### WHAT YOU WILL DO
A – Using the page on suturing, answer each of the following briefly:
(i) Who demonstrates local anesthesia in the first video, and what is her position?
(ii) If time permits, how does the writer often prefer to apply the anesthetic?
(iii) What two reasons does the writer give for starting at one end of the wound?
B – Write a continuation of the page on suturing, starting after its last sentence.

### PAGE EXCERPT
--------------------
There are as many ways to suture a wound as to sew a dress. While that may be a bit of an exaggeration, the point is, there is not a single technique for every situation and operator.
First we examine local anesthesia.
Elaine Cole, Senior Lecturer in Emergency Care, City University London demonstrates local anesthesia using an entry point outside the wound edge. This is certainly effective and quick, but not my favorite method, particularly not with children. The needle used in the video looks more painful than placing three or four sutures would be. It certainly isn’t mandatory to anesthetize the area prior to suturing, though most people prefer to be numbed. If you’re going to bother numbing a person to prevent pain, then choosing a painless way to anesthetize seems like a good idea, too.
If time permits, I often prefer to drip the anesthetic inside a laceration, which numbs the superficial layers. Then, if you go slowly enough, a child may not even feel it as you gradually inject the medicine a little deeper. Numbing from the inside may require a lesser amount of anesthetic, and if you find the patient is experiencing discomfort, it is easy enough to inject a little more within the wound.
Now, on to our first video on local anesthesia:
Next, for a little suturing.
Our lecturer advises starting in the middle of the wound. This is certainly one option, but if you don’t line it up perfectly, the rest of the sutures may be poorly positioned as well. It is often easier to start at one end, where it is clear how the skin should be aligned. Additionally, the ends of most wounds gape much less than the middle, making it easier to bring the edges together with little tension.
She demonstrates taking the needle into the middle of the wound, then out again the opposite side. (Occasionally, for small wounds, you’ll be able to do this in one step.) I usually don’t pull the suture through until I’ve done the second half of the suture, as it is VERY easy to pull it all the way out by accident.
--------------------
### DATA RECORDS
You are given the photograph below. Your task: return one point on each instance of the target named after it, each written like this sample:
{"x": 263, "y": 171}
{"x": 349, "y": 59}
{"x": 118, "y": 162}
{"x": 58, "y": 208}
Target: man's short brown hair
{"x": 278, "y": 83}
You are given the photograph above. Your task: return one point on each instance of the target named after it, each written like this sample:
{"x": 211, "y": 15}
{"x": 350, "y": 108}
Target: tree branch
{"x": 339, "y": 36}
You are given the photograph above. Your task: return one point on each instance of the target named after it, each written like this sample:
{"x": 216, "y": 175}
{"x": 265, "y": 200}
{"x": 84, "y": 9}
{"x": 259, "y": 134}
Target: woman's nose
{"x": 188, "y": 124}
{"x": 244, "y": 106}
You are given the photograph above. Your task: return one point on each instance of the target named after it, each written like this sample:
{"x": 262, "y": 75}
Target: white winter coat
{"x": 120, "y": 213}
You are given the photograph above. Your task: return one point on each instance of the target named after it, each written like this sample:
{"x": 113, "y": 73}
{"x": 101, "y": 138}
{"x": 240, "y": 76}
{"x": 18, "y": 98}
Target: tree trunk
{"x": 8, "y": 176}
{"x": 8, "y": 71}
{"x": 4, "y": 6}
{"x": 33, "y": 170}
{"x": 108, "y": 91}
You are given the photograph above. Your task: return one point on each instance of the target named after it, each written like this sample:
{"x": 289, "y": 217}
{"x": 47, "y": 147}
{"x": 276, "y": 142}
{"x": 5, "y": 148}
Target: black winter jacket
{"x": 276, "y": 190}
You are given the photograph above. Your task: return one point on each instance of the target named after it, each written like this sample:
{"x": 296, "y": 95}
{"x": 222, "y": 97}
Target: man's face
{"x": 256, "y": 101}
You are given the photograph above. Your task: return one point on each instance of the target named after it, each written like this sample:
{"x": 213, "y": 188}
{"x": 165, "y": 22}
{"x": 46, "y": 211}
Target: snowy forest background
--------------------
### ANSWER LIST
A –
(i) Elaine Cole, Senior Lecturer in Emergency Care, City University London.
(ii) By dripping the anesthetic inside the laceration to numb the superficial layers.
(iii) At one end, it is clear how the skin should be aligned, and the ends of most wounds gape much less than the middle.

B –
She also demonstrates double-throws at the beginning and end of a single knot. It is quite useful to perform a double-throw when laying down the first throw of a knot, as this decreases slippage significantly. Subsequent throws can be singletons. In Part I of this series, the surgeon demonstrates greater efficiency of movement in going from one throw of the knot to the next. She also demonstrates using the hands more than instruments, which is the opposite of what a skilled operator would do, but I agree, this is easier for amateurs. When handling the needle, though, be very cautious about pricking either the patient or yourself.
Knowing how many sutures to place is a skill acquired with practice. Continuous subdividing in half may lead to more or fewer sutures than really needed. Mentally dividing the halves of the wound into thirds may be better in some instances.
She takes care to align her sutures to one side as she goes, but when blood is oozing and you’re continually dabbing it, the sutures may slip to one side or the other. It is often easier to align them all to one side after they’re all in place. The main reason to align the knots to one side is for easier removal later. If you’re placing a long line of sutures, it is nice to leave fairly short “tails” on your sutures, or you may use up all your material before you are done.
Her comments in the final video about everting the wound edges are important. She emphasizes improved scar appearance, but in my experience, improved wound healing is more important. I have seen lacerations that have been neatly sutured with the edges turned in a little, and they simply do not grow together this way.